» Information given:
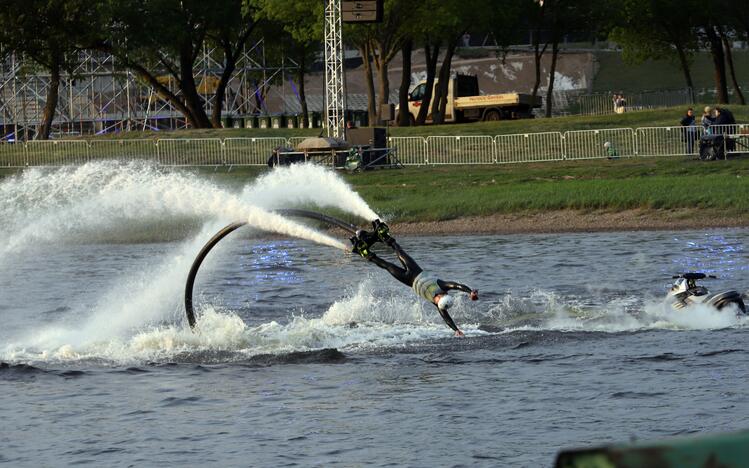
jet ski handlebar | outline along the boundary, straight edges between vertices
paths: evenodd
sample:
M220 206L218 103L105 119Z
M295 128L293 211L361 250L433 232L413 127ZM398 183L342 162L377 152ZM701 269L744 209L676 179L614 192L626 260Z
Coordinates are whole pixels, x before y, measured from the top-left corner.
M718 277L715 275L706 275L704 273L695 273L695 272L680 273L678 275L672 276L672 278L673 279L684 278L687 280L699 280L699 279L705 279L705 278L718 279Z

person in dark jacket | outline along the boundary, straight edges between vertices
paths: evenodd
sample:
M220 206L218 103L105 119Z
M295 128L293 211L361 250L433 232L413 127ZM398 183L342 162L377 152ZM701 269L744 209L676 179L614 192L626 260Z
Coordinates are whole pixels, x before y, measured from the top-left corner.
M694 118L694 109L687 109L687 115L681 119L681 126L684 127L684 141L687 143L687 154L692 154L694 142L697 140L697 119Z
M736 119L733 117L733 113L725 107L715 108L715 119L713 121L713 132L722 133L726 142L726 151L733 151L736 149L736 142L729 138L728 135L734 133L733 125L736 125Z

* * *

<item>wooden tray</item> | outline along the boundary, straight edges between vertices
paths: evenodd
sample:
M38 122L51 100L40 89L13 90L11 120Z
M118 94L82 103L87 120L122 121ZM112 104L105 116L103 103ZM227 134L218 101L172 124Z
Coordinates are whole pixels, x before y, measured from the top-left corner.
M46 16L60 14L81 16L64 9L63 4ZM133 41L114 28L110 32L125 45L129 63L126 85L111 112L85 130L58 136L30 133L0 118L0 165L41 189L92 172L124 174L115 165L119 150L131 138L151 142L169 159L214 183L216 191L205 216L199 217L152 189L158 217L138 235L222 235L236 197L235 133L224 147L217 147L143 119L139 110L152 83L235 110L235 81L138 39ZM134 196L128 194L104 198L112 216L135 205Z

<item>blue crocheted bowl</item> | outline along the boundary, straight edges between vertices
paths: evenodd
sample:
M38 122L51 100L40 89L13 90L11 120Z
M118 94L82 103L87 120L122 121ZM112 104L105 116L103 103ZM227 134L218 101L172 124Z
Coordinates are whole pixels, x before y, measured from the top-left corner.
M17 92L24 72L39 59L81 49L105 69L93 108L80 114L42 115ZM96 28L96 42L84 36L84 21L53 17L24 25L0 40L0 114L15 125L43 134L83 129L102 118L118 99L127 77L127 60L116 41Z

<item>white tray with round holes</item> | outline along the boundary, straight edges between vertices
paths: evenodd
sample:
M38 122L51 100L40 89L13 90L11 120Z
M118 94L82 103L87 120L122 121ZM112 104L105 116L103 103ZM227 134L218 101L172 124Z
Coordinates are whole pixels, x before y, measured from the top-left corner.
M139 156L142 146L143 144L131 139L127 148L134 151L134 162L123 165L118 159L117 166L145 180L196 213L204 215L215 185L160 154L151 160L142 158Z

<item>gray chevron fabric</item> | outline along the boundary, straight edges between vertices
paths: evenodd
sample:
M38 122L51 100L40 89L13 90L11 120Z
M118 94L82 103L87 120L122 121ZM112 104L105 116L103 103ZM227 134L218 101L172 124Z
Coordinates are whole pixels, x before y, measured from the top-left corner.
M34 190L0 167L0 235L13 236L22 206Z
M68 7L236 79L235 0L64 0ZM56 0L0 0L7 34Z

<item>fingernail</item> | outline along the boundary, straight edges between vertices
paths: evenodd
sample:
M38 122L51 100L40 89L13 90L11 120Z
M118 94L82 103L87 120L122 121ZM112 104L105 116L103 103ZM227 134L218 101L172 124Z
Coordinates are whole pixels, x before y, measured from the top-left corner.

» Exercise:
Search the data for the string "boundary" and copy out every line where it is found.

» Response below:
jet ski handlebar | outline along the boundary, straight edges between vertices
person in dark jacket | outline along the boundary, straight edges between vertices
<item>wooden tray</item> | outline along the boundary, straight edges between vertices
<item>blue crocheted bowl</item> | outline along the boundary, straight edges between vertices
<item>white tray with round holes</item> | outline along the boundary, straight edges between vertices
<item>gray chevron fabric</item> | outline along the boundary, straight edges between vertices
<item>fingernail</item> | outline along the boundary, straight edges between vertices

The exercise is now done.